> [What is being asked]: Determine how many lines below contain the word "uniform", then write that number by itself.

** Opening Provided records block **

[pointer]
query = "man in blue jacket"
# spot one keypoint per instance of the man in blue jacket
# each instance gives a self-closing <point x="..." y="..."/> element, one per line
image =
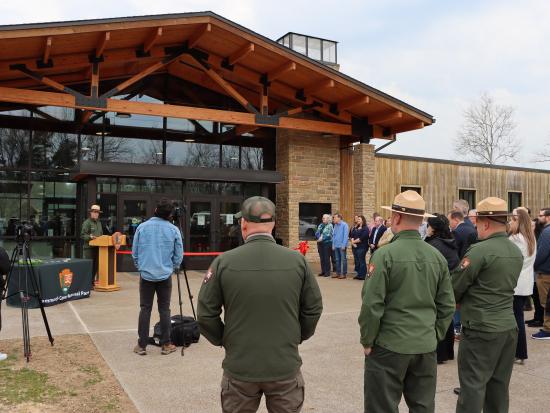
<point x="340" y="238"/>
<point x="542" y="269"/>
<point x="157" y="252"/>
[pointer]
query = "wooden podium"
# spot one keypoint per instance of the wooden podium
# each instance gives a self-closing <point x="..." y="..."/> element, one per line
<point x="106" y="266"/>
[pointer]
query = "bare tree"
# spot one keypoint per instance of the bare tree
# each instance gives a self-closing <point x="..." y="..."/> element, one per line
<point x="487" y="134"/>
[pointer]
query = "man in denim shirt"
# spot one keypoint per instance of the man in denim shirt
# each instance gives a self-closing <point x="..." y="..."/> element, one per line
<point x="157" y="251"/>
<point x="339" y="245"/>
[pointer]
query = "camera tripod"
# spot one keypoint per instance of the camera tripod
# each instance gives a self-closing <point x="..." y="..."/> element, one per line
<point x="178" y="221"/>
<point x="25" y="272"/>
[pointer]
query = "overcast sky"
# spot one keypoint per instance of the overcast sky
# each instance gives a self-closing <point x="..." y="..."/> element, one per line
<point x="437" y="55"/>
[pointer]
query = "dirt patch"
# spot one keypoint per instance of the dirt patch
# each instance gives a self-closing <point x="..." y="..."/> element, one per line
<point x="71" y="376"/>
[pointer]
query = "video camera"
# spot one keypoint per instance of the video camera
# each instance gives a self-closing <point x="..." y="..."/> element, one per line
<point x="24" y="232"/>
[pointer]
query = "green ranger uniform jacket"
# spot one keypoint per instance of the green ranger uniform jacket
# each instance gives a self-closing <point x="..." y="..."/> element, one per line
<point x="484" y="284"/>
<point x="271" y="303"/>
<point x="407" y="297"/>
<point x="90" y="227"/>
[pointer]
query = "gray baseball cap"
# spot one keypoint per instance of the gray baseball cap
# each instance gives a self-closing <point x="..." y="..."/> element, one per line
<point x="254" y="207"/>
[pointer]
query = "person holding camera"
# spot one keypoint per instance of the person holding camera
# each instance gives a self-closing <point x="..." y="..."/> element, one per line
<point x="91" y="229"/>
<point x="157" y="251"/>
<point x="4" y="269"/>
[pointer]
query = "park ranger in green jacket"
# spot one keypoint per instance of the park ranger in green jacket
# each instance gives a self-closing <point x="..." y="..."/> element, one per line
<point x="407" y="308"/>
<point x="484" y="287"/>
<point x="271" y="303"/>
<point x="91" y="229"/>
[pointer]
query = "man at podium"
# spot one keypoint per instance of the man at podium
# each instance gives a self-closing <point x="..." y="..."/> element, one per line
<point x="91" y="229"/>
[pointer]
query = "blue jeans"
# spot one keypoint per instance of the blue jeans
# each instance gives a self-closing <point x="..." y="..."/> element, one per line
<point x="359" y="255"/>
<point x="341" y="261"/>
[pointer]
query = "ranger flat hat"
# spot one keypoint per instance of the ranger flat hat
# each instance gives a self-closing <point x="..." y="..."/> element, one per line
<point x="493" y="207"/>
<point x="254" y="207"/>
<point x="409" y="203"/>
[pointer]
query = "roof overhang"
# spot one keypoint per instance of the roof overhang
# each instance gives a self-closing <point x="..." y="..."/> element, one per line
<point x="272" y="83"/>
<point x="89" y="168"/>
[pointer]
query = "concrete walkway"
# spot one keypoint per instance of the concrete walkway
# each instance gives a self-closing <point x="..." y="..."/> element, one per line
<point x="333" y="359"/>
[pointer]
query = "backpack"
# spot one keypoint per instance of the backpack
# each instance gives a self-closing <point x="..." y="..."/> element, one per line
<point x="184" y="331"/>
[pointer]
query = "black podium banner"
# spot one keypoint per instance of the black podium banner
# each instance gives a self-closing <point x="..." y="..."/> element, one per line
<point x="59" y="280"/>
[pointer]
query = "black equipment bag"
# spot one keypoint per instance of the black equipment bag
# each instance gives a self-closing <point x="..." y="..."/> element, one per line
<point x="184" y="332"/>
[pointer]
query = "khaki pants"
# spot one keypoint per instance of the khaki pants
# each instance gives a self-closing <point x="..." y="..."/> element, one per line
<point x="280" y="396"/>
<point x="543" y="286"/>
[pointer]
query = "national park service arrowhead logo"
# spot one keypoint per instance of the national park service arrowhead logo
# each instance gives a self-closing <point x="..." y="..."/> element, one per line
<point x="207" y="276"/>
<point x="370" y="270"/>
<point x="465" y="263"/>
<point x="65" y="280"/>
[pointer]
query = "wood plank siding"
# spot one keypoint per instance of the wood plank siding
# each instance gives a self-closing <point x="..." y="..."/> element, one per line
<point x="440" y="182"/>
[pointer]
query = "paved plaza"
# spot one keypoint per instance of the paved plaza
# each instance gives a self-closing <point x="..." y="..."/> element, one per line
<point x="332" y="359"/>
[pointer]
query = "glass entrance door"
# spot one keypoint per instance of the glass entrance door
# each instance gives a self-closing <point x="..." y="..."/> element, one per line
<point x="133" y="210"/>
<point x="201" y="236"/>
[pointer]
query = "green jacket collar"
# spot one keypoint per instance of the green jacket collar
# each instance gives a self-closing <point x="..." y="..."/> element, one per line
<point x="407" y="234"/>
<point x="496" y="235"/>
<point x="259" y="237"/>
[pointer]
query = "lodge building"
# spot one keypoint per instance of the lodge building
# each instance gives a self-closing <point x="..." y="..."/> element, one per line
<point x="197" y="108"/>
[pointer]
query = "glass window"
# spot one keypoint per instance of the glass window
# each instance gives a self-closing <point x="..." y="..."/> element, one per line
<point x="144" y="151"/>
<point x="314" y="48"/>
<point x="514" y="200"/>
<point x="108" y="205"/>
<point x="329" y="51"/>
<point x="310" y="216"/>
<point x="299" y="43"/>
<point x="200" y="187"/>
<point x="136" y="185"/>
<point x="230" y="156"/>
<point x="230" y="188"/>
<point x="469" y="195"/>
<point x="54" y="149"/>
<point x="192" y="154"/>
<point x="90" y="147"/>
<point x="106" y="184"/>
<point x="411" y="188"/>
<point x="14" y="147"/>
<point x="252" y="158"/>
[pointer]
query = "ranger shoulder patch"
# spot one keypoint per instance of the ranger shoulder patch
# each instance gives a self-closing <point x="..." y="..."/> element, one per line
<point x="465" y="263"/>
<point x="370" y="270"/>
<point x="208" y="276"/>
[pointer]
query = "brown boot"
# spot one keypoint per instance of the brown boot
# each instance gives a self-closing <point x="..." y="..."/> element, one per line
<point x="168" y="348"/>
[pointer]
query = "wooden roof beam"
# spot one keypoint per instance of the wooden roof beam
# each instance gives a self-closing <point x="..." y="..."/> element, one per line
<point x="40" y="98"/>
<point x="102" y="44"/>
<point x="240" y="54"/>
<point x="385" y="117"/>
<point x="280" y="71"/>
<point x="405" y="127"/>
<point x="230" y="90"/>
<point x="352" y="102"/>
<point x="150" y="42"/>
<point x="47" y="50"/>
<point x="198" y="34"/>
<point x="317" y="87"/>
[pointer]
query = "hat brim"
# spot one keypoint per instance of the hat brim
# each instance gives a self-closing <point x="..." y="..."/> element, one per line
<point x="424" y="215"/>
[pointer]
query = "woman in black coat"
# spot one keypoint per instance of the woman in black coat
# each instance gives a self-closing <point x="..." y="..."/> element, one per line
<point x="439" y="236"/>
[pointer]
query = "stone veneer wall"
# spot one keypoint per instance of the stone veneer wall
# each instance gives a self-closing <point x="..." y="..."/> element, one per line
<point x="310" y="165"/>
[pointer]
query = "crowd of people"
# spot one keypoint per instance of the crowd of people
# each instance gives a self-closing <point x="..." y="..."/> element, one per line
<point x="467" y="254"/>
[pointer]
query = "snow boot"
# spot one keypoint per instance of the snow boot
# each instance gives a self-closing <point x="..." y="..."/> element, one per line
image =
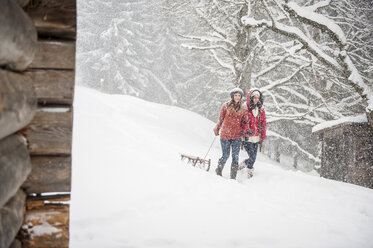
<point x="219" y="169"/>
<point x="234" y="169"/>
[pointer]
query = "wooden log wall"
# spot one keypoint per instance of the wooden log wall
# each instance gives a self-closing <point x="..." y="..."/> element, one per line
<point x="37" y="70"/>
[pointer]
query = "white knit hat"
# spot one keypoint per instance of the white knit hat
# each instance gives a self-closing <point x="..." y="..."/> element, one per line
<point x="236" y="90"/>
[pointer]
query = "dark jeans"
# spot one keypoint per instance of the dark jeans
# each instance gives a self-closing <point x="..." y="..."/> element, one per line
<point x="226" y="146"/>
<point x="252" y="150"/>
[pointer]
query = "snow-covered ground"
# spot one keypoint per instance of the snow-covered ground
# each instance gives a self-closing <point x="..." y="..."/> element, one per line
<point x="130" y="189"/>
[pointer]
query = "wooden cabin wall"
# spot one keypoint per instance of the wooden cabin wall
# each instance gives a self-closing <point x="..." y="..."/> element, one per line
<point x="37" y="71"/>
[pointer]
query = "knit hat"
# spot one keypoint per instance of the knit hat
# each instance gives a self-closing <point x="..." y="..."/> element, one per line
<point x="236" y="90"/>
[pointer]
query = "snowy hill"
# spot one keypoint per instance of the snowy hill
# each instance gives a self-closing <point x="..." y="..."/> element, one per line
<point x="130" y="188"/>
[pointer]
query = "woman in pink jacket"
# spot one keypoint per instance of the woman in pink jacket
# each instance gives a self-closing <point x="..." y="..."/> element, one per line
<point x="257" y="124"/>
<point x="232" y="123"/>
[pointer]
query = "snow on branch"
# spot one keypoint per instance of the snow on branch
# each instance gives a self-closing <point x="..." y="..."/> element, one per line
<point x="284" y="80"/>
<point x="297" y="34"/>
<point x="317" y="20"/>
<point x="295" y="144"/>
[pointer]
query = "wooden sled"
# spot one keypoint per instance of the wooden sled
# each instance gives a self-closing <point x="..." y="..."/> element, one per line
<point x="196" y="161"/>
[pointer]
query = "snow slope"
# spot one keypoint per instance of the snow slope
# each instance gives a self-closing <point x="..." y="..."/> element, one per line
<point x="130" y="188"/>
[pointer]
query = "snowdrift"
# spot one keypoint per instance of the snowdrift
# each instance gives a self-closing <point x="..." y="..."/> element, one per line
<point x="130" y="188"/>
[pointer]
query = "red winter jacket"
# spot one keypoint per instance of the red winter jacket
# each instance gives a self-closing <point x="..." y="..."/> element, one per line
<point x="257" y="124"/>
<point x="232" y="121"/>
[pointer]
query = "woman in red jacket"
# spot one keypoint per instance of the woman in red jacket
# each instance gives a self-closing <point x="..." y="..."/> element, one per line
<point x="232" y="121"/>
<point x="257" y="124"/>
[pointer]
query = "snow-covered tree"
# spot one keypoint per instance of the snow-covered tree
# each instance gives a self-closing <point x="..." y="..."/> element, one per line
<point x="300" y="88"/>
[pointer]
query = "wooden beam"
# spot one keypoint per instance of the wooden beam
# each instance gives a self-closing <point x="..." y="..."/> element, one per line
<point x="50" y="133"/>
<point x="18" y="36"/>
<point x="45" y="214"/>
<point x="11" y="218"/>
<point x="54" y="55"/>
<point x="17" y="102"/>
<point x="54" y="18"/>
<point x="39" y="201"/>
<point x="52" y="86"/>
<point x="15" y="166"/>
<point x="49" y="174"/>
<point x="23" y="3"/>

** Closing Provided records block **

> [Final answer]: 2